WORK REQUIRED: Rewrite the entries below, from their start through the line containing "x=238, y=243", with the requests included. Multiply each x and y coordinate in the answers by 1.3 and round to whole numbers, with halves rounding up, but leave every number in the requests and their sample formats as it is.

Pointing dataset excerpts
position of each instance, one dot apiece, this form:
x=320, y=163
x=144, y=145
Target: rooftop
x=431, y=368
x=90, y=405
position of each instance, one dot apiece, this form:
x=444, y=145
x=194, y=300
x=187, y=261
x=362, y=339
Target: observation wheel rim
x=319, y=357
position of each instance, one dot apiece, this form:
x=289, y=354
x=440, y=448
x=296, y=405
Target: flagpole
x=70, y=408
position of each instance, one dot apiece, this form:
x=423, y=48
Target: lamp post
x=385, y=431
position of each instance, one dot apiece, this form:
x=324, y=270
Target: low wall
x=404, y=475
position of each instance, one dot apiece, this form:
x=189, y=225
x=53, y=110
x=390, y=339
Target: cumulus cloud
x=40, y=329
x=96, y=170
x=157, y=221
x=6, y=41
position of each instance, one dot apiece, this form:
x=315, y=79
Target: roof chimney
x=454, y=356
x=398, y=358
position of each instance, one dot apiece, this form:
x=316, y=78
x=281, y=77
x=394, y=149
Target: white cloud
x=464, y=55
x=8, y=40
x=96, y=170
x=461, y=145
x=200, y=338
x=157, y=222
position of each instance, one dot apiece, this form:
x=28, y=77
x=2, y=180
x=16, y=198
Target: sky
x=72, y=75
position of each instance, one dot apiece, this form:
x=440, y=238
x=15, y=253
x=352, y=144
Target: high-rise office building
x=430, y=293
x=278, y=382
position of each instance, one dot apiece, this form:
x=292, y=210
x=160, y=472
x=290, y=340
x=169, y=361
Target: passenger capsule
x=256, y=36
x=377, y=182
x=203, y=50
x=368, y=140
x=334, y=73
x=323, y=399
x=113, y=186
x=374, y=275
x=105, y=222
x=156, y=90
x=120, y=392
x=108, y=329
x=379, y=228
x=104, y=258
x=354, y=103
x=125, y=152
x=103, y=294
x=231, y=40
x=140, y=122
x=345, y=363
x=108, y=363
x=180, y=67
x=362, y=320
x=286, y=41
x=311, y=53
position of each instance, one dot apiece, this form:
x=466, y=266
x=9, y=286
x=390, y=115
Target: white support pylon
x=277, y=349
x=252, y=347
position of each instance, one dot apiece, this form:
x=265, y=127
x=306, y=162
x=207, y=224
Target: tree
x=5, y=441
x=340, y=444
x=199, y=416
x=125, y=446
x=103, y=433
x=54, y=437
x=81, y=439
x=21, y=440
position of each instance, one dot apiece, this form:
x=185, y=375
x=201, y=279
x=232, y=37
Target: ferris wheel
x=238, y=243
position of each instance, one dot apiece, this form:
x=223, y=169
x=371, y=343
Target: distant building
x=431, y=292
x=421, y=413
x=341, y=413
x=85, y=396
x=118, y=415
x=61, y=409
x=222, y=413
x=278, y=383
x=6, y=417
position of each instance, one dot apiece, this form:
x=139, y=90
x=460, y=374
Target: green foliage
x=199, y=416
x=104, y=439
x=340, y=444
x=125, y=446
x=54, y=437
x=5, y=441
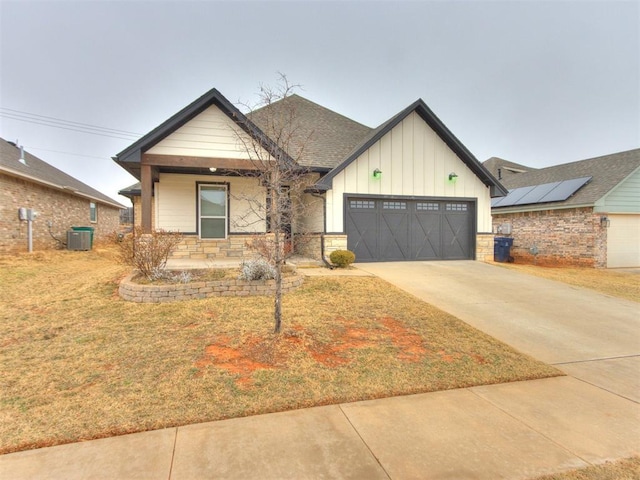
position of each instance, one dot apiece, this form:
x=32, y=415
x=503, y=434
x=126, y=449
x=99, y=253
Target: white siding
x=211, y=134
x=623, y=241
x=413, y=161
x=176, y=202
x=625, y=198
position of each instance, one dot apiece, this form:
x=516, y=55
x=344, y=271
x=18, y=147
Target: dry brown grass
x=79, y=363
x=616, y=283
x=626, y=469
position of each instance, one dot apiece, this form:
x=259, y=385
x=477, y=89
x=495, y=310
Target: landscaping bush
x=258, y=269
x=148, y=253
x=342, y=258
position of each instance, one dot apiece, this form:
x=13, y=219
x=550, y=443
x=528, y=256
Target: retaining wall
x=135, y=292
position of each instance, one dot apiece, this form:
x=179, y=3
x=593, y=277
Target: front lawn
x=617, y=283
x=80, y=363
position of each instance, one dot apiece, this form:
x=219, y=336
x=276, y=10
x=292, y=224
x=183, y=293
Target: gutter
x=324, y=218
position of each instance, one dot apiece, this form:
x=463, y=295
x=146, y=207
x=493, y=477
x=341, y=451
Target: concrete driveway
x=591, y=336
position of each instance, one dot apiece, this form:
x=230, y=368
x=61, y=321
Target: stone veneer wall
x=310, y=245
x=62, y=209
x=484, y=247
x=232, y=248
x=569, y=237
x=134, y=292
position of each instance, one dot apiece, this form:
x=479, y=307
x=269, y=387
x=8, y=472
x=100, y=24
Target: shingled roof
x=327, y=136
x=39, y=171
x=606, y=171
x=421, y=109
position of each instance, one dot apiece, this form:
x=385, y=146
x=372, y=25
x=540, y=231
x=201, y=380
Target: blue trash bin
x=502, y=249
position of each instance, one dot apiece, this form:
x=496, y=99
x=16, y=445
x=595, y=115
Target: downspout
x=324, y=229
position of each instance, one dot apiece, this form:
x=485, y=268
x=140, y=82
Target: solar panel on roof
x=564, y=190
x=543, y=193
x=537, y=193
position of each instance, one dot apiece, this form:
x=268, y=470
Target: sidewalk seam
x=522, y=422
x=619, y=357
x=363, y=442
x=604, y=389
x=173, y=454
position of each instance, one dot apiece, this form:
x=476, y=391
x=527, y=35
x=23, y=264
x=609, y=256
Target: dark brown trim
x=146, y=182
x=198, y=162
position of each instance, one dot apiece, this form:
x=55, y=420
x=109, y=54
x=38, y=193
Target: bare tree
x=276, y=151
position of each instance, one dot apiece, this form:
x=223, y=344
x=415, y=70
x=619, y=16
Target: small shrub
x=258, y=269
x=148, y=253
x=342, y=258
x=182, y=277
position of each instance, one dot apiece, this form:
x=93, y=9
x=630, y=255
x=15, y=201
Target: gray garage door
x=391, y=229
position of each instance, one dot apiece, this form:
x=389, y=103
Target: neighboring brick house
x=597, y=225
x=61, y=202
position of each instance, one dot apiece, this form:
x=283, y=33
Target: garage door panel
x=387, y=229
x=394, y=235
x=425, y=236
x=455, y=237
x=363, y=239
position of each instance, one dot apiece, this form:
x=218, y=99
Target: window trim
x=199, y=186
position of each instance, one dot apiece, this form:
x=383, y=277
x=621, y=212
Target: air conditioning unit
x=78, y=240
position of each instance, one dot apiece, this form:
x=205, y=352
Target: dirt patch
x=346, y=337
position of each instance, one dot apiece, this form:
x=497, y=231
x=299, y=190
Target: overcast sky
x=535, y=82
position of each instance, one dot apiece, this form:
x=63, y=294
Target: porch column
x=146, y=186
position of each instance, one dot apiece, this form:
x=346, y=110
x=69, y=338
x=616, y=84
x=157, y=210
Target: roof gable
x=130, y=157
x=325, y=137
x=438, y=127
x=39, y=171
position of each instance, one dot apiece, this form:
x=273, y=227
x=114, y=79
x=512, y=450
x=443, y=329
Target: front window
x=213, y=211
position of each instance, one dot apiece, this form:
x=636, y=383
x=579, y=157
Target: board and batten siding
x=176, y=202
x=414, y=161
x=624, y=198
x=210, y=134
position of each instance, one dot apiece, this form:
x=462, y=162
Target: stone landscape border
x=174, y=292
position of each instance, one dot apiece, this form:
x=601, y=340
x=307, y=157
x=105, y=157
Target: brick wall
x=572, y=237
x=62, y=209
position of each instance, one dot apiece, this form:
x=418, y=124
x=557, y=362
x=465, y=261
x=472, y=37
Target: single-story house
x=59, y=201
x=406, y=190
x=584, y=213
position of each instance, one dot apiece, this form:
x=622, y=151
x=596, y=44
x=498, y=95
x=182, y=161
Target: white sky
x=538, y=83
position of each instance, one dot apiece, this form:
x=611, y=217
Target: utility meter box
x=78, y=240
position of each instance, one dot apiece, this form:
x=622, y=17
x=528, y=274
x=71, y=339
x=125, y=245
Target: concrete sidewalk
x=511, y=431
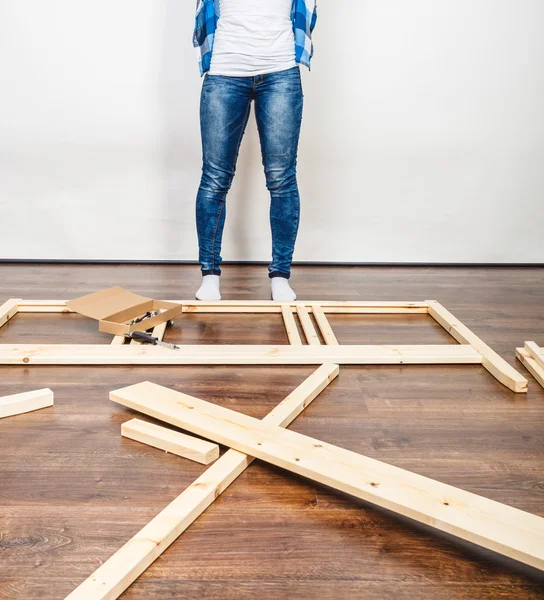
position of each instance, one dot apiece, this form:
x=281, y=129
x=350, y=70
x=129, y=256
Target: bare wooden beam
x=44, y=306
x=498, y=527
x=307, y=326
x=98, y=354
x=535, y=352
x=17, y=404
x=494, y=363
x=8, y=310
x=256, y=306
x=127, y=564
x=531, y=365
x=290, y=326
x=324, y=326
x=171, y=441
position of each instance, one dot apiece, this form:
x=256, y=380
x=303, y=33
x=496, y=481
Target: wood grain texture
x=494, y=363
x=24, y=402
x=117, y=573
x=266, y=532
x=171, y=441
x=143, y=354
x=498, y=527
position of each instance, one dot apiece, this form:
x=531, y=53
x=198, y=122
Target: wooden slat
x=290, y=326
x=126, y=565
x=43, y=306
x=171, y=441
x=17, y=404
x=494, y=363
x=8, y=310
x=255, y=306
x=531, y=365
x=536, y=352
x=308, y=327
x=324, y=326
x=501, y=528
x=267, y=306
x=95, y=354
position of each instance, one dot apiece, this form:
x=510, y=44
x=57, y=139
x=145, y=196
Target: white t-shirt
x=253, y=37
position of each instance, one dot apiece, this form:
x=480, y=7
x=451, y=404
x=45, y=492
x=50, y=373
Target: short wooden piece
x=171, y=441
x=308, y=327
x=501, y=528
x=535, y=352
x=531, y=365
x=494, y=363
x=291, y=326
x=132, y=354
x=17, y=404
x=9, y=309
x=324, y=326
x=127, y=564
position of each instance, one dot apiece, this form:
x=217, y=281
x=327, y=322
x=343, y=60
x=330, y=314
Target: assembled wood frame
x=471, y=349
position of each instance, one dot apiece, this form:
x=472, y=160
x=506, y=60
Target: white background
x=423, y=134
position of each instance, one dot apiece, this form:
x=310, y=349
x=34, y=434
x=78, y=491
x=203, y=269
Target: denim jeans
x=224, y=111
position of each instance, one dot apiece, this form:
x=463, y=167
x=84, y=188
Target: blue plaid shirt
x=303, y=17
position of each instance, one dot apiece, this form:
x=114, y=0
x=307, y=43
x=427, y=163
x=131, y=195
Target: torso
x=253, y=37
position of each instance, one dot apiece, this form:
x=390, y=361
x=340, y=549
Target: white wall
x=423, y=134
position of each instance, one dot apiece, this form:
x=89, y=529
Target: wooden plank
x=98, y=354
x=536, y=353
x=256, y=306
x=17, y=404
x=44, y=306
x=171, y=441
x=268, y=306
x=494, y=363
x=501, y=528
x=531, y=365
x=8, y=310
x=290, y=326
x=324, y=326
x=308, y=327
x=127, y=564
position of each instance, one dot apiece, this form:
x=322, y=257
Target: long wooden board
x=171, y=441
x=130, y=354
x=128, y=563
x=495, y=526
x=17, y=404
x=256, y=306
x=494, y=363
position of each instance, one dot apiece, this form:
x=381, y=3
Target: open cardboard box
x=115, y=307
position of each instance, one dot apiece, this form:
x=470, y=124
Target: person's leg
x=224, y=111
x=278, y=110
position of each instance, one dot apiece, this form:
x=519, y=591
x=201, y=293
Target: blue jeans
x=224, y=111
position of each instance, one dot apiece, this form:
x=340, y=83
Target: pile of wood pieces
x=492, y=525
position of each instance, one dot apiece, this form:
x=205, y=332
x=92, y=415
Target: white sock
x=281, y=290
x=209, y=290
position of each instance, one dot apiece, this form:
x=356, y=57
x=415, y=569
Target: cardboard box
x=115, y=307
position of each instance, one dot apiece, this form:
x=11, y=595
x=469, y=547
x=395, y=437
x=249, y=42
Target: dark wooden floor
x=72, y=491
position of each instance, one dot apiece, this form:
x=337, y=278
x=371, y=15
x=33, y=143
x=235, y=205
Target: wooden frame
x=114, y=576
x=472, y=350
x=498, y=527
x=532, y=357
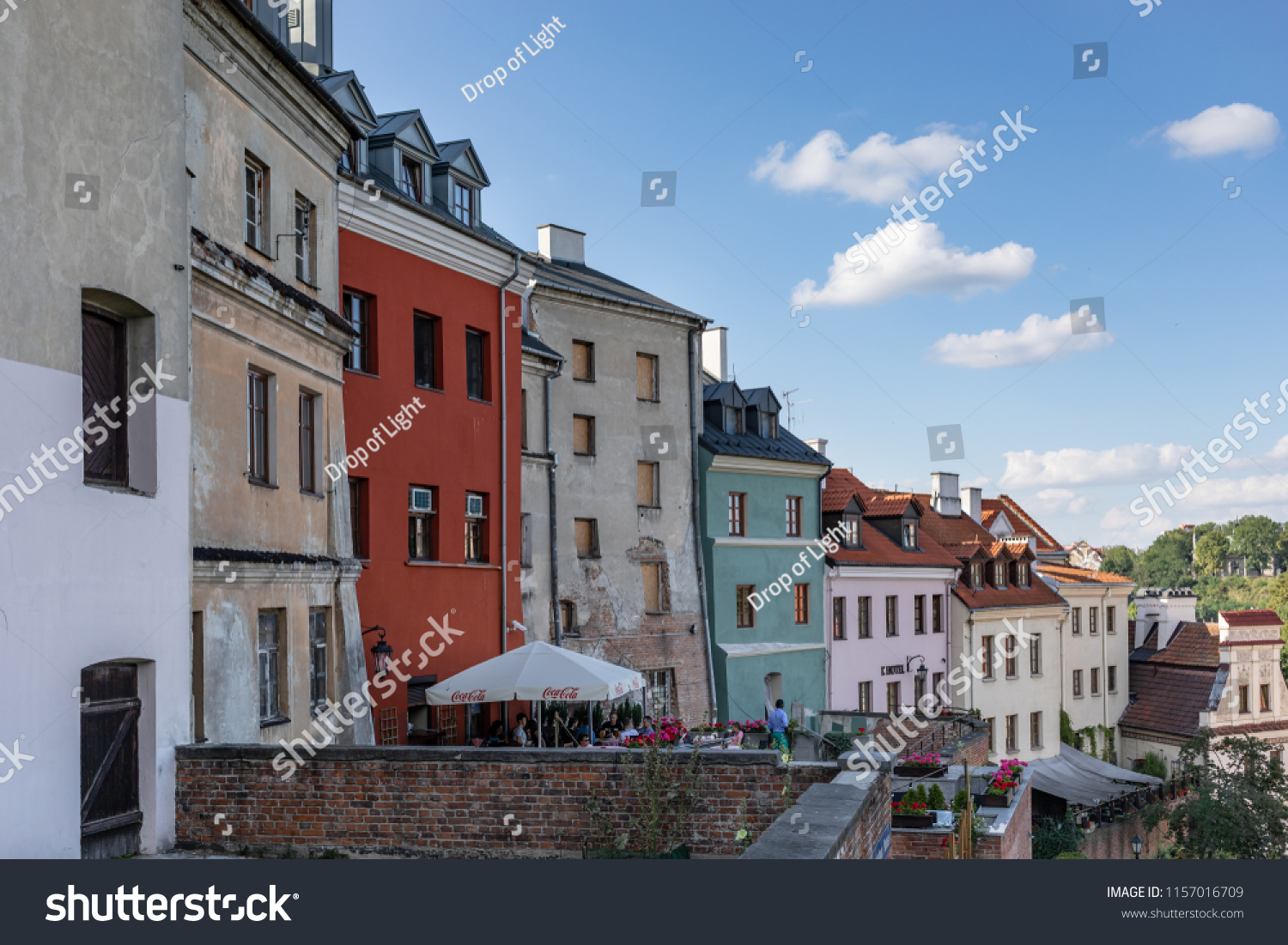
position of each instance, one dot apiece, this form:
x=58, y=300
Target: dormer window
x=410, y=178
x=850, y=530
x=464, y=203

FULL SOLUTION:
position of each instance, one dot apiece, this form:
x=320, y=163
x=144, y=145
Target: rooftop
x=560, y=478
x=117, y=527
position of each instance, one dot apiece, this form:
x=444, y=145
x=194, y=300
x=187, y=261
x=362, y=339
Target: observation wheel rim
x=415, y=464
position of each instance, one dot apiece, this form:
x=289, y=354
x=440, y=448
x=296, y=405
Target: flagpole
x=91, y=530
position of each instance, one dot apiece, this form:
x=423, y=48
Target: lamp post
x=501, y=560
position of each instance, one dot apiece, this form:
x=324, y=270
Target: low wall
x=525, y=618
position of each instance, one dot apiece, this form:
x=189, y=225
x=53, y=110
x=390, y=339
Target: cumulus cloud
x=52, y=428
x=125, y=221
x=204, y=287
x=8, y=53
position of each instance, one dot apiece, this form:
x=315, y=79
Target: roof chimney
x=590, y=463
x=517, y=465
position of each instance, one dot apiece, this form:
x=316, y=78
x=281, y=77
x=394, y=149
Target: white cloud
x=603, y=72
x=10, y=52
x=125, y=221
x=599, y=189
x=260, y=439
x=204, y=289
position of each instance, one dot apiece, this form:
x=28, y=77
x=2, y=180
x=16, y=198
Target: sky
x=94, y=98
position of each instance, one dot apiece, this form:
x=440, y=238
x=15, y=253
x=352, y=144
Target: high-rise office building
x=559, y=381
x=361, y=497
position of each instance, one dot apiece, this form:
x=292, y=210
x=160, y=472
x=290, y=340
x=169, y=361
Target: passenger capsule
x=333, y=47
x=490, y=237
x=264, y=65
x=478, y=182
x=434, y=95
x=420, y=519
x=147, y=242
x=486, y=358
x=137, y=289
x=203, y=117
x=156, y=510
x=140, y=428
x=493, y=296
x=135, y=335
x=460, y=134
x=163, y=198
x=134, y=382
x=300, y=52
x=182, y=159
x=449, y=472
x=140, y=472
x=234, y=87
x=471, y=416
x=372, y=53
x=404, y=69
position of each instance, one dot apiece, this form:
x=466, y=266
x=9, y=286
x=390, y=115
Target: white support pylon
x=360, y=454
x=328, y=451
position of each instance, one dot apiece, this form:
x=265, y=127
x=306, y=162
x=207, y=224
Target: tree
x=7, y=573
x=442, y=577
x=259, y=541
x=163, y=580
x=134, y=563
x=70, y=568
x=105, y=571
x=27, y=572
position of each instance, one dot apiece, this form:
x=185, y=375
x=201, y=279
x=232, y=37
Target: ferris wheel
x=309, y=316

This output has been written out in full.